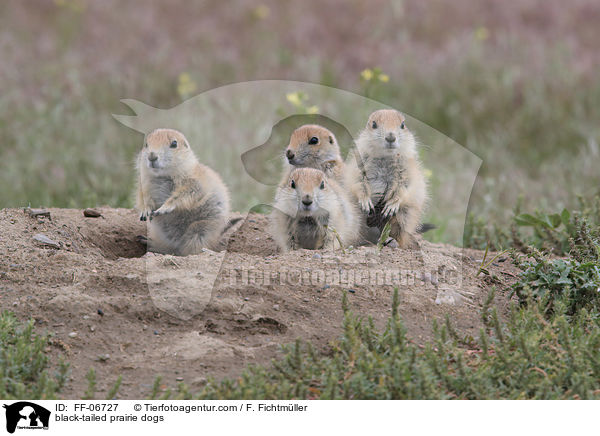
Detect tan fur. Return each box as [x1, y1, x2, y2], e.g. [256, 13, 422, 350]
[345, 110, 427, 248]
[270, 168, 360, 252]
[279, 124, 345, 187]
[136, 128, 230, 255]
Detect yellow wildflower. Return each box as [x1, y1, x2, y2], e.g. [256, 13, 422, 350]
[252, 5, 270, 20]
[474, 26, 489, 41]
[378, 73, 390, 83]
[361, 69, 374, 81]
[177, 73, 197, 99]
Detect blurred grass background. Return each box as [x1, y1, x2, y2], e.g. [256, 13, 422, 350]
[0, 0, 598, 244]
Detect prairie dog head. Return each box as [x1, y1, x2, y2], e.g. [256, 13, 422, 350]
[278, 168, 335, 217]
[285, 125, 341, 168]
[140, 128, 196, 175]
[358, 110, 416, 157]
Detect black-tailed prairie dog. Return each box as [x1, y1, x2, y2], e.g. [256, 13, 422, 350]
[270, 168, 360, 251]
[345, 109, 427, 248]
[136, 128, 230, 255]
[281, 124, 345, 186]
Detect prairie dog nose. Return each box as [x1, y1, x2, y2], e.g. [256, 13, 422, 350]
[148, 152, 158, 162]
[302, 196, 313, 206]
[385, 133, 396, 143]
[286, 149, 295, 160]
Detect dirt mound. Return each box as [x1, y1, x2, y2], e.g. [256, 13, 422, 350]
[0, 207, 518, 399]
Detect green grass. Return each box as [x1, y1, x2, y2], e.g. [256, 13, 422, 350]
[464, 195, 600, 252]
[149, 289, 600, 400]
[0, 312, 68, 399]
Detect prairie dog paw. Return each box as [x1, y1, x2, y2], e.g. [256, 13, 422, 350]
[359, 197, 374, 213]
[140, 210, 153, 221]
[150, 204, 175, 218]
[382, 198, 402, 217]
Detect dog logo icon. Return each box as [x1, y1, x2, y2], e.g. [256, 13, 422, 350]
[3, 402, 50, 433]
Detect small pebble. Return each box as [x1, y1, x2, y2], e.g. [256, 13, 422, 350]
[97, 308, 104, 316]
[153, 330, 160, 335]
[33, 234, 60, 249]
[25, 208, 51, 219]
[83, 315, 90, 320]
[176, 377, 184, 382]
[244, 297, 250, 301]
[312, 253, 322, 260]
[68, 332, 77, 338]
[273, 304, 280, 311]
[192, 377, 207, 386]
[386, 239, 399, 249]
[98, 354, 110, 362]
[83, 208, 102, 218]
[348, 289, 356, 294]
[89, 326, 96, 332]
[322, 284, 331, 290]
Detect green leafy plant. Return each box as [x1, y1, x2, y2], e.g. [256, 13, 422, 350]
[377, 221, 392, 251]
[477, 244, 508, 276]
[465, 196, 600, 255]
[511, 219, 600, 313]
[0, 312, 68, 399]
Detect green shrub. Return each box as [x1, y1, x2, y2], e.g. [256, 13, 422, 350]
[0, 312, 68, 399]
[511, 218, 600, 314]
[465, 196, 600, 255]
[177, 291, 600, 400]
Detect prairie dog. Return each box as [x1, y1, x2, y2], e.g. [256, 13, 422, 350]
[136, 128, 230, 255]
[280, 124, 345, 186]
[345, 109, 427, 248]
[270, 168, 360, 251]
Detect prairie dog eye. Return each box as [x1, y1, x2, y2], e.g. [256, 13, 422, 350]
[372, 121, 378, 129]
[308, 137, 319, 145]
[319, 181, 325, 190]
[170, 140, 178, 148]
[291, 180, 296, 189]
[400, 121, 405, 129]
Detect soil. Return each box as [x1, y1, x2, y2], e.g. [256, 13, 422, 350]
[0, 207, 519, 399]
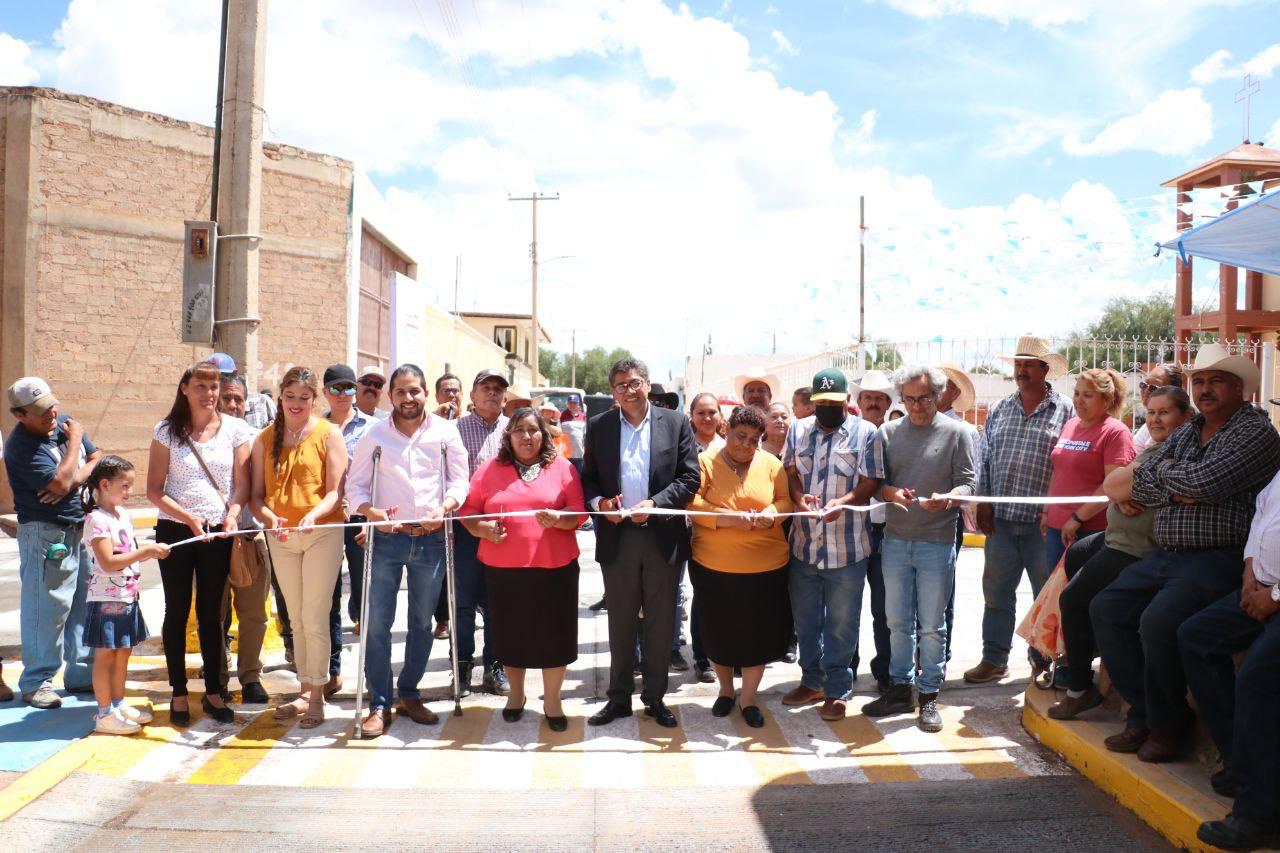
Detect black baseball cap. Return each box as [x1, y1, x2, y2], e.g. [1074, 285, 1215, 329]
[323, 364, 357, 387]
[472, 369, 510, 388]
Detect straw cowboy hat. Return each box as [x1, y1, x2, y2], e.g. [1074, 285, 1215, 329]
[998, 334, 1070, 379]
[733, 368, 781, 403]
[851, 369, 897, 403]
[1190, 342, 1260, 398]
[935, 361, 976, 412]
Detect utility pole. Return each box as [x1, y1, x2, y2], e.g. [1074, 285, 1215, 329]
[508, 191, 559, 384]
[570, 329, 577, 387]
[453, 254, 461, 313]
[214, 0, 267, 386]
[858, 195, 866, 346]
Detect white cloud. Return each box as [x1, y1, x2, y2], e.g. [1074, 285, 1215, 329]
[1063, 88, 1213, 156]
[879, 0, 1240, 29]
[1189, 43, 1280, 84]
[0, 33, 39, 85]
[1268, 117, 1280, 147]
[770, 29, 796, 55]
[28, 0, 1173, 374]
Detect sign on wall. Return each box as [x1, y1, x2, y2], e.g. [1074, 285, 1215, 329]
[181, 220, 217, 343]
[390, 271, 428, 369]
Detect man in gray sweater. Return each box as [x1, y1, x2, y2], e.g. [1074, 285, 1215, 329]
[862, 365, 976, 732]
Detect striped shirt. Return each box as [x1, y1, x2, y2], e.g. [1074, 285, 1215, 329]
[977, 387, 1074, 524]
[783, 414, 883, 569]
[456, 412, 508, 477]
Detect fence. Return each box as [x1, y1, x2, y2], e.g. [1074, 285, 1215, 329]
[696, 336, 1276, 423]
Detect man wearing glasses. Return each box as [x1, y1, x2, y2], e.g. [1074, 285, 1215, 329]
[356, 366, 388, 420]
[583, 357, 700, 728]
[323, 364, 376, 697]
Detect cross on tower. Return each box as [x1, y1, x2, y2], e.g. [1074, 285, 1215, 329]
[1235, 73, 1261, 142]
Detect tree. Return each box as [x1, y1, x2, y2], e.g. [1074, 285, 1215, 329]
[538, 346, 634, 393]
[1061, 290, 1215, 370]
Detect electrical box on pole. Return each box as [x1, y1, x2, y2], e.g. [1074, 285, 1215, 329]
[182, 220, 217, 344]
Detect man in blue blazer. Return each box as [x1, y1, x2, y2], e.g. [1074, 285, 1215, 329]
[582, 357, 701, 728]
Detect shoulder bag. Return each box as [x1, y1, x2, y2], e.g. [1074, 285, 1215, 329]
[182, 429, 265, 588]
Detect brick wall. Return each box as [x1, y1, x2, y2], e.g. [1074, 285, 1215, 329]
[0, 88, 353, 512]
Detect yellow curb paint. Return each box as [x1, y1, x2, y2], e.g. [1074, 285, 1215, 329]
[0, 737, 97, 822]
[1022, 687, 1225, 852]
[416, 707, 494, 788]
[531, 715, 587, 789]
[825, 714, 922, 783]
[730, 709, 812, 785]
[184, 709, 295, 785]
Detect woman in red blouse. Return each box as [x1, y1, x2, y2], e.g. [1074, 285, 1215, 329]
[460, 408, 586, 731]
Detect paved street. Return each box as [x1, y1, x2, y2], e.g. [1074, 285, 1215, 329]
[0, 533, 1171, 850]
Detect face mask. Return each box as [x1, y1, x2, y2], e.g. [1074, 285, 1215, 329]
[814, 405, 845, 429]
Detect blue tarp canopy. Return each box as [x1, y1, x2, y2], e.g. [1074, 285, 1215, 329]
[1160, 188, 1280, 276]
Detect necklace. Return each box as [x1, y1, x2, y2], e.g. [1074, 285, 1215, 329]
[515, 460, 543, 482]
[286, 419, 309, 443]
[721, 449, 749, 478]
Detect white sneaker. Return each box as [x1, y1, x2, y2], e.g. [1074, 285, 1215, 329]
[94, 708, 141, 736]
[117, 703, 154, 724]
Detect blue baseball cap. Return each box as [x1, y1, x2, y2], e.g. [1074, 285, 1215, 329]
[567, 393, 582, 403]
[207, 352, 237, 373]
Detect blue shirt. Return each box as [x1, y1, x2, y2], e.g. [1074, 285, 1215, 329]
[327, 409, 375, 459]
[3, 414, 98, 525]
[619, 405, 652, 509]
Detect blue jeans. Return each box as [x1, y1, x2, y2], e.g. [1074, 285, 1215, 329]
[1092, 547, 1240, 732]
[882, 536, 956, 694]
[1044, 527, 1067, 575]
[981, 518, 1049, 667]
[363, 530, 445, 710]
[789, 556, 867, 700]
[851, 523, 890, 682]
[451, 525, 493, 668]
[17, 521, 94, 695]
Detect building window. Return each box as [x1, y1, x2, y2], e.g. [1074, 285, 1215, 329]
[358, 226, 408, 375]
[494, 325, 516, 354]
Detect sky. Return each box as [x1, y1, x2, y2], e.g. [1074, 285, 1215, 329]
[2, 0, 1279, 380]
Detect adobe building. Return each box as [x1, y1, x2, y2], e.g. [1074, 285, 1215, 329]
[0, 87, 530, 512]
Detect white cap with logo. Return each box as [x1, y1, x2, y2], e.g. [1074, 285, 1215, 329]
[7, 377, 58, 413]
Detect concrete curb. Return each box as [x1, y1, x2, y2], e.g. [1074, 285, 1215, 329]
[1021, 684, 1227, 852]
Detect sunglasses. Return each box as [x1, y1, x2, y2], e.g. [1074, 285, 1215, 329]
[327, 385, 357, 396]
[358, 379, 384, 390]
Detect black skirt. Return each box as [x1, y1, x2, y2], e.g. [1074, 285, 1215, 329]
[688, 559, 792, 667]
[483, 561, 580, 669]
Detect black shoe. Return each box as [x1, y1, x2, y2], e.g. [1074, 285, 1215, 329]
[482, 662, 510, 696]
[917, 692, 943, 733]
[1197, 814, 1280, 851]
[501, 700, 525, 723]
[862, 683, 915, 717]
[782, 641, 798, 664]
[1212, 765, 1241, 798]
[741, 705, 765, 728]
[241, 682, 270, 704]
[170, 698, 191, 727]
[588, 702, 632, 727]
[670, 650, 689, 672]
[695, 660, 715, 684]
[201, 695, 235, 724]
[644, 702, 678, 728]
[875, 677, 892, 697]
[547, 715, 568, 732]
[219, 688, 234, 704]
[711, 695, 735, 717]
[589, 597, 607, 611]
[452, 662, 474, 698]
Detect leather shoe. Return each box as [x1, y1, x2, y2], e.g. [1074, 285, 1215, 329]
[323, 674, 343, 698]
[1211, 765, 1240, 798]
[1137, 730, 1187, 763]
[962, 660, 1008, 684]
[201, 695, 234, 724]
[240, 681, 270, 704]
[781, 685, 823, 706]
[1047, 686, 1104, 721]
[819, 697, 847, 721]
[711, 695, 735, 717]
[644, 702, 678, 728]
[361, 708, 391, 737]
[396, 697, 439, 725]
[1198, 814, 1280, 851]
[741, 705, 765, 728]
[547, 715, 568, 732]
[502, 700, 526, 723]
[1103, 725, 1149, 753]
[587, 702, 632, 727]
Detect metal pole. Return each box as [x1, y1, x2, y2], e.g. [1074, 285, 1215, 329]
[859, 195, 866, 345]
[210, 0, 230, 222]
[351, 445, 382, 739]
[441, 443, 464, 717]
[531, 197, 539, 384]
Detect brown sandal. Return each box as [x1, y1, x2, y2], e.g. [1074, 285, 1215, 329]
[273, 702, 301, 720]
[299, 707, 324, 729]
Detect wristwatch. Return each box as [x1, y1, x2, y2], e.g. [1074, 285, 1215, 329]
[1271, 584, 1279, 603]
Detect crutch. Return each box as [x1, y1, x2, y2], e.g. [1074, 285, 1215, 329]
[441, 442, 464, 717]
[352, 445, 382, 739]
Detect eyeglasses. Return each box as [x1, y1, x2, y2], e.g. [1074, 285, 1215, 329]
[1139, 381, 1160, 393]
[358, 379, 384, 390]
[901, 394, 935, 407]
[612, 378, 645, 393]
[327, 385, 357, 396]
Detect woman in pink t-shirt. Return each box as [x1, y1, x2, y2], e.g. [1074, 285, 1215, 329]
[1043, 367, 1136, 571]
[459, 408, 586, 731]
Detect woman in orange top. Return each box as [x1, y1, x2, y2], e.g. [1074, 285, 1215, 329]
[250, 366, 346, 728]
[687, 406, 793, 728]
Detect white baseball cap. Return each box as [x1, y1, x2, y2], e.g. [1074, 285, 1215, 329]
[7, 377, 58, 413]
[358, 365, 386, 382]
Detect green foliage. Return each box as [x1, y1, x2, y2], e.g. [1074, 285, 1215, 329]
[1061, 290, 1216, 370]
[539, 346, 635, 394]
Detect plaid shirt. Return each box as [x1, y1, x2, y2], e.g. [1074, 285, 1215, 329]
[977, 387, 1074, 523]
[456, 412, 508, 477]
[1131, 404, 1280, 551]
[784, 414, 883, 569]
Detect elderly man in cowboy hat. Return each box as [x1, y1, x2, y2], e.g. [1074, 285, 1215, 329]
[966, 334, 1074, 685]
[734, 368, 781, 409]
[1093, 342, 1280, 765]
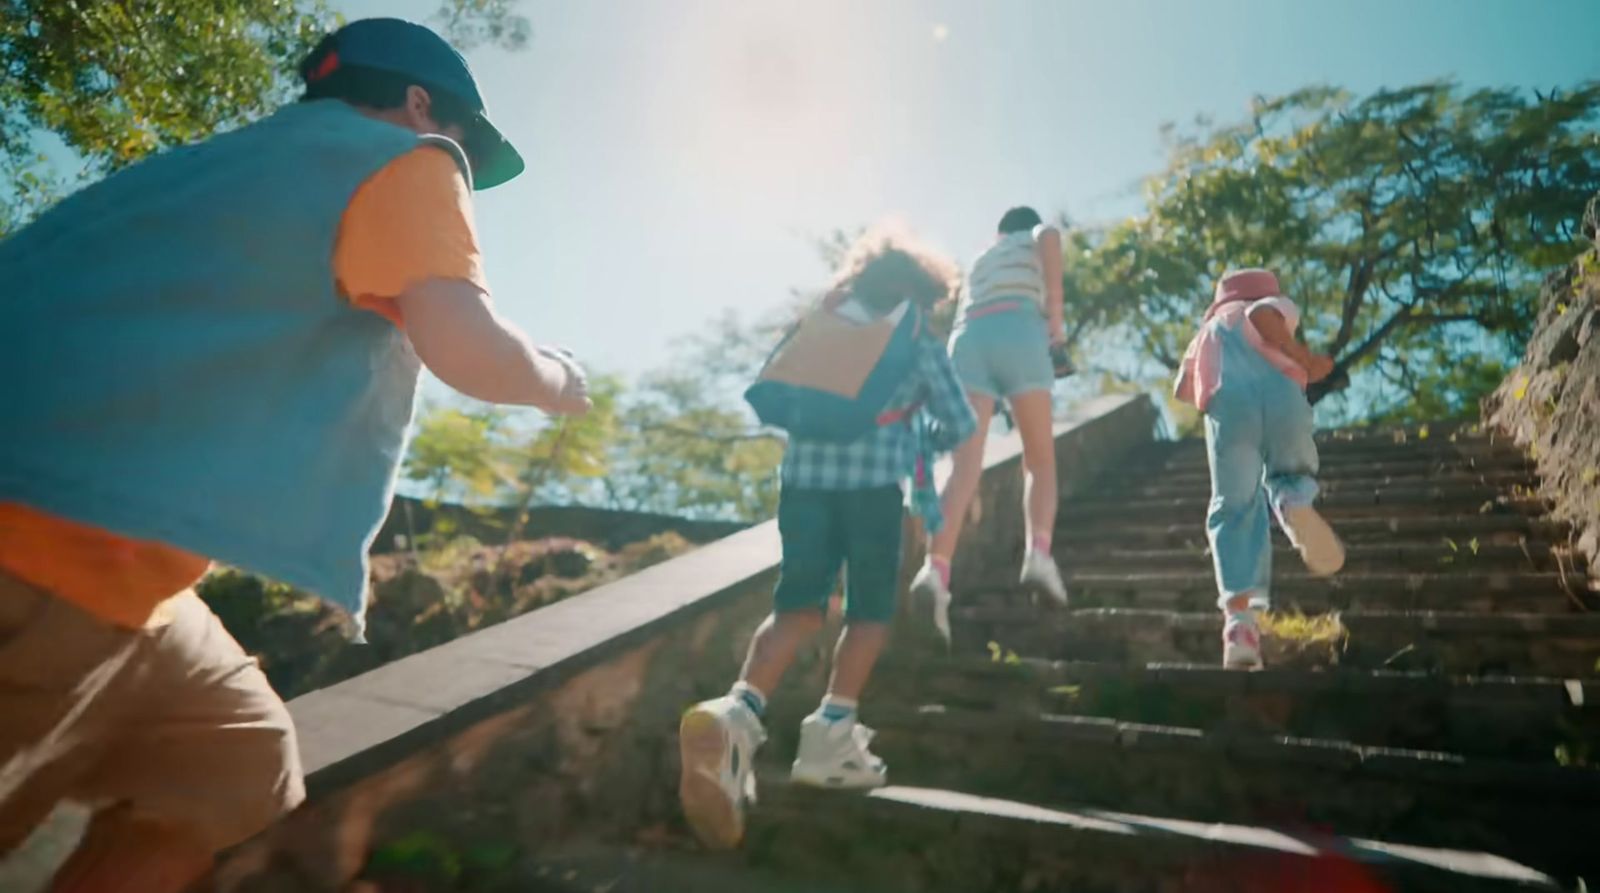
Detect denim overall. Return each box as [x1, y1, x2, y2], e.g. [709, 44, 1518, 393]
[1202, 317, 1320, 608]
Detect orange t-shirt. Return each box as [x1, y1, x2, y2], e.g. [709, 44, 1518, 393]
[0, 146, 487, 630]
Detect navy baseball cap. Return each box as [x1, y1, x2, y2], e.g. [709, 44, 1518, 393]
[301, 18, 524, 190]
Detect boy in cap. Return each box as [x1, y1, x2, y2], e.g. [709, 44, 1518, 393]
[0, 18, 586, 891]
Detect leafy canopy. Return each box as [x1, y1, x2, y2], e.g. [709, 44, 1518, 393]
[1062, 81, 1600, 424]
[0, 0, 530, 231]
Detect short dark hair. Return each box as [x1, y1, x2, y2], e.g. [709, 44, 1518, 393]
[301, 65, 476, 129]
[997, 206, 1043, 234]
[299, 39, 481, 158]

§

ACTIVITY:
Reproduce precisely the span of lines that begins at the line containing "Detect denim overall." and ends with the last line of the listing.

EXERCISE OUTPUT:
Detect denim overall. Return each box as [x1, y1, x2, y2], e.g. [709, 44, 1518, 393]
[1202, 317, 1320, 608]
Detect orange t-shirt. Return each box as [x1, y1, x2, y2], e.g. [709, 44, 1518, 393]
[0, 146, 487, 630]
Detect navy baseball cap. Return each box as [x1, y1, x2, y2], e.g. [709, 44, 1518, 393]
[301, 18, 524, 190]
Detect boy in cap. Return each box as [x1, y1, x2, y2], e.g. [709, 44, 1518, 393]
[0, 18, 586, 891]
Detect leafy canopy. Return each box as [x1, y1, x2, y2], e.g. [709, 44, 1518, 393]
[1062, 81, 1600, 424]
[0, 0, 530, 231]
Detect short dark hair. Return each box as [x1, y1, x2, y2], e.g. [709, 44, 1518, 393]
[301, 65, 476, 129]
[997, 206, 1043, 234]
[299, 39, 481, 158]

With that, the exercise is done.